» **REQUIRED WORK**
Within the listing below, filter for "marine" and copy every matching line.

━━━━━ EXTRACTED RECORDS

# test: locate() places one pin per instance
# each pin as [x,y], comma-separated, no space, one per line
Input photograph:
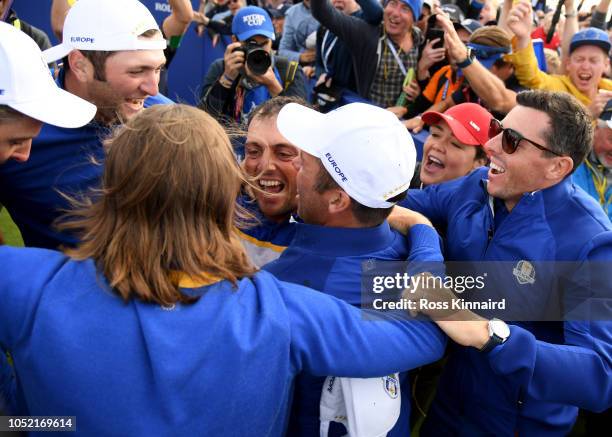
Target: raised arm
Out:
[485,84]
[569,30]
[176,24]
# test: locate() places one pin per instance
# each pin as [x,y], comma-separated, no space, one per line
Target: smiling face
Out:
[602,145]
[444,157]
[398,18]
[131,77]
[16,134]
[585,68]
[512,175]
[270,156]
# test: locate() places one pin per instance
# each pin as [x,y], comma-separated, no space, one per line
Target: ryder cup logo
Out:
[84,39]
[391,385]
[254,19]
[524,272]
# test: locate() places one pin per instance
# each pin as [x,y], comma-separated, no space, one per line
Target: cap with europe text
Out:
[106,25]
[26,84]
[365,149]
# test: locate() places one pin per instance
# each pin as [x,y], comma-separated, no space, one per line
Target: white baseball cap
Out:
[365,149]
[367,407]
[106,25]
[26,84]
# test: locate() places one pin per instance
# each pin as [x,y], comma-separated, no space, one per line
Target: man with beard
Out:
[529,378]
[112,54]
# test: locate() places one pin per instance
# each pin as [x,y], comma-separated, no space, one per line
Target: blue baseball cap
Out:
[468,24]
[416,6]
[487,55]
[250,21]
[591,36]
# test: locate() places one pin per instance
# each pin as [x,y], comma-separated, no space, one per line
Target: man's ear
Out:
[80,66]
[337,201]
[559,168]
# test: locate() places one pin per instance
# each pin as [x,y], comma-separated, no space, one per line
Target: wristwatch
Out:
[468,60]
[498,334]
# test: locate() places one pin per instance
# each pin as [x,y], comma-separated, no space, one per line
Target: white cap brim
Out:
[58,52]
[300,125]
[58,108]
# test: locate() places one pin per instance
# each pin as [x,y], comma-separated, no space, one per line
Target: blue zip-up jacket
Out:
[533,383]
[265,240]
[223,366]
[68,161]
[330,259]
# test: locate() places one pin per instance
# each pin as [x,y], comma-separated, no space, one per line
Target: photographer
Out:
[249,74]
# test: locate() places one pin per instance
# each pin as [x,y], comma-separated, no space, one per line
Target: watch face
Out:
[499,328]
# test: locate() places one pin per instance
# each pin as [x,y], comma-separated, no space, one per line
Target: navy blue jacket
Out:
[533,383]
[330,259]
[68,161]
[222,366]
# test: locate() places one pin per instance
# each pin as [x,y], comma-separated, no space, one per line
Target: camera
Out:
[256,58]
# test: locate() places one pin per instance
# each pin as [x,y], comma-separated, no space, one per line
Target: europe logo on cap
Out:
[251,21]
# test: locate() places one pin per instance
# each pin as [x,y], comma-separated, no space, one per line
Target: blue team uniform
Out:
[533,383]
[223,366]
[68,161]
[265,240]
[330,259]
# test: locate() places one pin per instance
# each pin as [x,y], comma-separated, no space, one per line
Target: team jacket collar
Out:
[342,241]
[552,197]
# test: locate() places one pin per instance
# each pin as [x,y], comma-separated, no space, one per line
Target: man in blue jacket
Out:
[594,175]
[112,54]
[529,379]
[344,203]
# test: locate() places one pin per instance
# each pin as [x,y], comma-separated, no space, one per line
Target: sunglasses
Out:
[512,138]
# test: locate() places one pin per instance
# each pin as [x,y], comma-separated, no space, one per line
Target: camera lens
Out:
[258,61]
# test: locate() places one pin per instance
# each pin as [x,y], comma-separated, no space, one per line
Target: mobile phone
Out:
[433,32]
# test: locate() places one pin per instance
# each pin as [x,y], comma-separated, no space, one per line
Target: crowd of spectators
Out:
[330,136]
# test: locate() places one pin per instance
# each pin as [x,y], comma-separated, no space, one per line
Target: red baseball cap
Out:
[469,122]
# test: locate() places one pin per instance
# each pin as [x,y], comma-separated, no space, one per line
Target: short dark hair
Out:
[98,57]
[570,131]
[364,214]
[9,114]
[272,107]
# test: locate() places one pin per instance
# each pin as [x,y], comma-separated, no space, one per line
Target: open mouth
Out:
[434,164]
[135,104]
[585,77]
[271,185]
[496,169]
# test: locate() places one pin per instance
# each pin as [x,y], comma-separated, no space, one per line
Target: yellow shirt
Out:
[530,76]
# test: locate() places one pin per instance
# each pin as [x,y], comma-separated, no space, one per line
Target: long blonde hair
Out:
[167,204]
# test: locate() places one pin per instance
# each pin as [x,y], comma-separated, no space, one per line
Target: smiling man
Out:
[112,54]
[454,145]
[595,174]
[524,208]
[269,160]
[587,63]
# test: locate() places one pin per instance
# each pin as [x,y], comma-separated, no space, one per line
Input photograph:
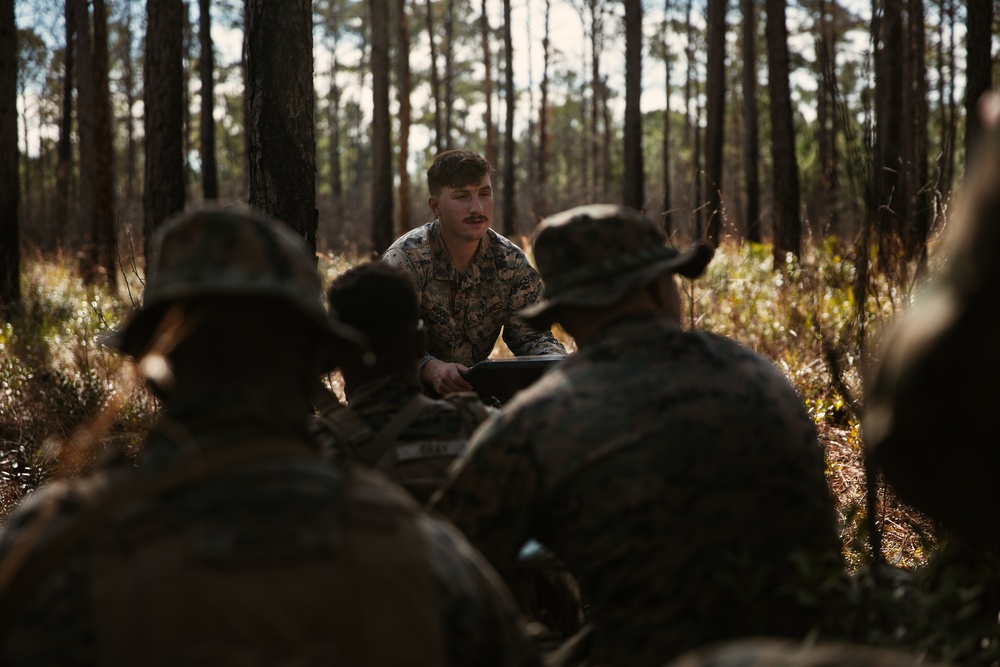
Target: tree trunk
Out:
[787,220]
[130,100]
[715,86]
[449,72]
[751,137]
[403,84]
[491,135]
[666,150]
[10,247]
[439,142]
[206,69]
[978,69]
[633,194]
[85,114]
[163,99]
[279,107]
[64,169]
[381,183]
[541,203]
[509,185]
[103,234]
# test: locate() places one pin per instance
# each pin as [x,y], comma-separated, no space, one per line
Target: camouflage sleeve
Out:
[483,623]
[53,626]
[492,491]
[524,340]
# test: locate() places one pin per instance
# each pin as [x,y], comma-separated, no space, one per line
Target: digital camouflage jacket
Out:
[464,314]
[257,553]
[678,476]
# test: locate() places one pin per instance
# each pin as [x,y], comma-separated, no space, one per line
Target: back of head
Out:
[456,169]
[218,262]
[380,301]
[595,255]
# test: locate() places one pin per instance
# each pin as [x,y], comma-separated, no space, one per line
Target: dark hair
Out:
[377,298]
[456,169]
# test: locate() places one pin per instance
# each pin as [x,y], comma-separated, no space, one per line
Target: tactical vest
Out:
[234,587]
[418,465]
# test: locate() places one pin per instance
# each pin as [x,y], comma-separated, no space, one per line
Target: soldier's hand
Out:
[445,377]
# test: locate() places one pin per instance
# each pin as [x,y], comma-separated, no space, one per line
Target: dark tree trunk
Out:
[103,235]
[978,69]
[130,99]
[64,169]
[163,99]
[633,188]
[509,185]
[491,134]
[439,142]
[666,149]
[279,107]
[10,247]
[541,203]
[787,220]
[206,69]
[381,183]
[449,72]
[751,138]
[404,85]
[715,88]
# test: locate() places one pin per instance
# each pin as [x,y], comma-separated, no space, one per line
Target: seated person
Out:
[471,280]
[676,473]
[389,422]
[231,541]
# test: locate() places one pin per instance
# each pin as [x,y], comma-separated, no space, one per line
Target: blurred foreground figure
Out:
[676,473]
[231,542]
[930,418]
[389,423]
[777,653]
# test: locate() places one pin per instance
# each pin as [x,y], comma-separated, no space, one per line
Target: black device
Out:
[497,380]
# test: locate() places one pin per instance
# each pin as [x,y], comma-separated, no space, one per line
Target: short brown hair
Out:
[456,169]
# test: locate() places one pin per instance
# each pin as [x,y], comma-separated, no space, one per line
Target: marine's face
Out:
[465,212]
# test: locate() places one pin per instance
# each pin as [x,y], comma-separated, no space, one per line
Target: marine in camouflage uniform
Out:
[675,472]
[230,541]
[471,280]
[380,301]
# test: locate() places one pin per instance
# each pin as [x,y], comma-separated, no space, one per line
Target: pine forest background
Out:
[817,143]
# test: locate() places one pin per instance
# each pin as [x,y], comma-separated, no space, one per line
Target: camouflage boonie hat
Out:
[213,252]
[594,255]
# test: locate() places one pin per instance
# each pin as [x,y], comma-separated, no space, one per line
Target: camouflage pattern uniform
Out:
[677,474]
[464,314]
[379,401]
[250,537]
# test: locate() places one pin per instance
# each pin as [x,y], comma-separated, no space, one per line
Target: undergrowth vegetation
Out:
[65,399]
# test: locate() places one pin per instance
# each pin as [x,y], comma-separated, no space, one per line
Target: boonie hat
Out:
[214,252]
[596,254]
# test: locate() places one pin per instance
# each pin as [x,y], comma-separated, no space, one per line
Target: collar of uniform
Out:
[444,269]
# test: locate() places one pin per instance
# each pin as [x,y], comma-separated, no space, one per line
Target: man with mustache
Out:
[471,280]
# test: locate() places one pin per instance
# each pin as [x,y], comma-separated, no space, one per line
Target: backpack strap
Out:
[25,568]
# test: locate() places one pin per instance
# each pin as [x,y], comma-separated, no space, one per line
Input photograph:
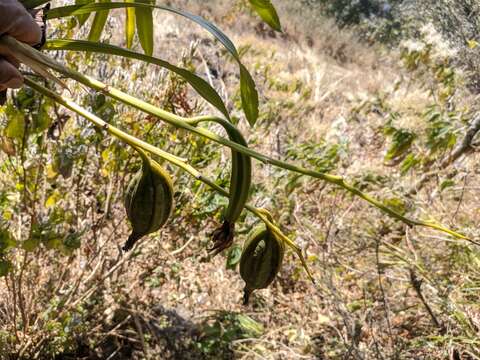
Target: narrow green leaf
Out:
[267,12]
[144,19]
[82,19]
[30,4]
[98,24]
[249,93]
[129,25]
[5,267]
[201,86]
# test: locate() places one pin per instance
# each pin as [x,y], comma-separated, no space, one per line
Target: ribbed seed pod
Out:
[148,201]
[261,260]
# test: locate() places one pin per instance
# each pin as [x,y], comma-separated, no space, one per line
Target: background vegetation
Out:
[380,92]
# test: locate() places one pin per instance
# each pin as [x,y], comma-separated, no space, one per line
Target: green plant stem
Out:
[137,143]
[183,123]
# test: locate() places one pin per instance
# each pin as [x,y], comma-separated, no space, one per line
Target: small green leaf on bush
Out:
[6,240]
[446,184]
[16,126]
[98,24]
[233,258]
[267,12]
[144,19]
[250,327]
[5,267]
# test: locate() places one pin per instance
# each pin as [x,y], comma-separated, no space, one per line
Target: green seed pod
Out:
[148,201]
[261,260]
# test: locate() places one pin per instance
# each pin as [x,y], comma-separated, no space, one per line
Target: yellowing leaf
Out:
[472,44]
[52,199]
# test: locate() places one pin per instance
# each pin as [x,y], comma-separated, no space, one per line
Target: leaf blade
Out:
[267,12]
[201,86]
[249,94]
[99,22]
[129,25]
[144,20]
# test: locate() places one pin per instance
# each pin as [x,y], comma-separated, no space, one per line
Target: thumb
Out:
[10,77]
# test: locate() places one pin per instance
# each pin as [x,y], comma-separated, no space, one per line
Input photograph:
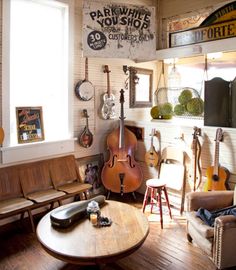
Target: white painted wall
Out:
[140,117]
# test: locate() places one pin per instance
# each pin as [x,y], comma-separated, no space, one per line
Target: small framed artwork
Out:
[90,172]
[29,124]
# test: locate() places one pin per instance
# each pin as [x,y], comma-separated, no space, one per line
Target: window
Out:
[36,69]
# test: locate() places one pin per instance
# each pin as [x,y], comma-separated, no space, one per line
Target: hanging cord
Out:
[205,74]
[162,74]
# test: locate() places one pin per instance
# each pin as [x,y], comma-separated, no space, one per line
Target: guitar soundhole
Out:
[215,177]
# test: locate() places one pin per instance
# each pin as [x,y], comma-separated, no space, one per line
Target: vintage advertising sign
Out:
[118,31]
[202,34]
[29,124]
[225,13]
[219,25]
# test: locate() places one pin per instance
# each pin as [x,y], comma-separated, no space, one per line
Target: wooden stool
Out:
[156,186]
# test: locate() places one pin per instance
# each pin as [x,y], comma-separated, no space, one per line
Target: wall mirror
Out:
[141,84]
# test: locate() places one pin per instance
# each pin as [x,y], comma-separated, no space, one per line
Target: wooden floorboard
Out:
[166,249]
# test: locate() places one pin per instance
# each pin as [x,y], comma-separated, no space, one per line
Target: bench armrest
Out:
[224,241]
[209,200]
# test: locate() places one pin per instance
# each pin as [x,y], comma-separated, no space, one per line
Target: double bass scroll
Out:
[121,173]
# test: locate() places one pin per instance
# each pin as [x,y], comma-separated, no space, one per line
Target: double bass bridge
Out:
[122,176]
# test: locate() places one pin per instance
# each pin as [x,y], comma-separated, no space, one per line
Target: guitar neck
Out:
[108,85]
[152,147]
[122,118]
[86,68]
[216,158]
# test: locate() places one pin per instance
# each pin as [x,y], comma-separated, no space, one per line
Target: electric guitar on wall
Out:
[217,176]
[108,108]
[151,157]
[86,137]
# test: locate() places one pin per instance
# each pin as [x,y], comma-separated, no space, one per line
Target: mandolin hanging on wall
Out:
[86,137]
[121,173]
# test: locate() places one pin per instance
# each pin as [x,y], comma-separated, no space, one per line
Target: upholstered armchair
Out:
[218,242]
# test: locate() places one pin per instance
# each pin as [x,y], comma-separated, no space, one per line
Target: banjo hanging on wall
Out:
[84,89]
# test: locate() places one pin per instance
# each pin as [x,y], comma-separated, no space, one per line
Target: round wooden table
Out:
[84,244]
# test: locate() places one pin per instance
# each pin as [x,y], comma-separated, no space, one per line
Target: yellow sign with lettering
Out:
[219,25]
[202,34]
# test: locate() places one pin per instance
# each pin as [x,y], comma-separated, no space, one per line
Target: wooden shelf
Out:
[223,45]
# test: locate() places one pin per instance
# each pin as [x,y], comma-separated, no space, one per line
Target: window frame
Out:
[42,149]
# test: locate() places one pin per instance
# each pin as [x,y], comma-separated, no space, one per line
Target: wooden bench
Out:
[65,176]
[12,200]
[32,185]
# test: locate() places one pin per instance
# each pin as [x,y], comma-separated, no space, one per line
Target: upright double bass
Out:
[121,173]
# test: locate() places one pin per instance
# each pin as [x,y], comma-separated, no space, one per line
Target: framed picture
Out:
[141,84]
[90,172]
[29,124]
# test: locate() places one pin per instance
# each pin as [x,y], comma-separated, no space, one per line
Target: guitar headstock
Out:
[85,112]
[122,99]
[219,135]
[197,132]
[106,69]
[153,133]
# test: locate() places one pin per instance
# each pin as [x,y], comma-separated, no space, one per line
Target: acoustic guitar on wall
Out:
[151,157]
[86,137]
[108,108]
[217,176]
[195,172]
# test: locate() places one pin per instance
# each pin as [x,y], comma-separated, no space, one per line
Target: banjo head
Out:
[84,90]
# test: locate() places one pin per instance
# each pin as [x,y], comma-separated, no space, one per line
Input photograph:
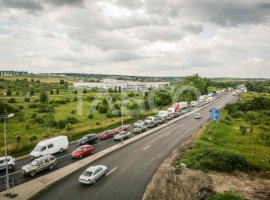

━━━━━━━━━━

» **FINAL ANSWER**
Target: marine's face
Target: marine in camouflage uniform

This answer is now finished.